> **YOUR INSTRUCTIONS**
Set down the entries again word for word, without any of the images.

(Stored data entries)
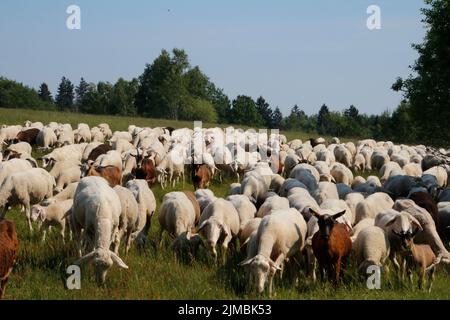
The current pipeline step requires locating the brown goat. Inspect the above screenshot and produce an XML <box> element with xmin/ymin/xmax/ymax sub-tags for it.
<box><xmin>192</xmin><ymin>164</ymin><xmax>211</xmax><ymax>190</ymax></box>
<box><xmin>87</xmin><ymin>165</ymin><xmax>122</xmax><ymax>187</ymax></box>
<box><xmin>311</xmin><ymin>209</ymin><xmax>352</xmax><ymax>283</ymax></box>
<box><xmin>182</xmin><ymin>191</ymin><xmax>201</xmax><ymax>225</ymax></box>
<box><xmin>0</xmin><ymin>219</ymin><xmax>19</xmax><ymax>300</ymax></box>
<box><xmin>132</xmin><ymin>156</ymin><xmax>157</xmax><ymax>184</ymax></box>
<box><xmin>16</xmin><ymin>128</ymin><xmax>40</xmax><ymax>145</ymax></box>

> **WORKED SOLUTION**
The current pipeline step requires locating the brown goat. Inspect the above screenshot and produce an XML <box> element with xmin/ymin/xmax/ymax sub-tags for it.
<box><xmin>192</xmin><ymin>164</ymin><xmax>211</xmax><ymax>190</ymax></box>
<box><xmin>87</xmin><ymin>165</ymin><xmax>122</xmax><ymax>187</ymax></box>
<box><xmin>311</xmin><ymin>209</ymin><xmax>352</xmax><ymax>283</ymax></box>
<box><xmin>182</xmin><ymin>191</ymin><xmax>201</xmax><ymax>225</ymax></box>
<box><xmin>0</xmin><ymin>219</ymin><xmax>19</xmax><ymax>300</ymax></box>
<box><xmin>132</xmin><ymin>156</ymin><xmax>157</xmax><ymax>184</ymax></box>
<box><xmin>16</xmin><ymin>128</ymin><xmax>40</xmax><ymax>145</ymax></box>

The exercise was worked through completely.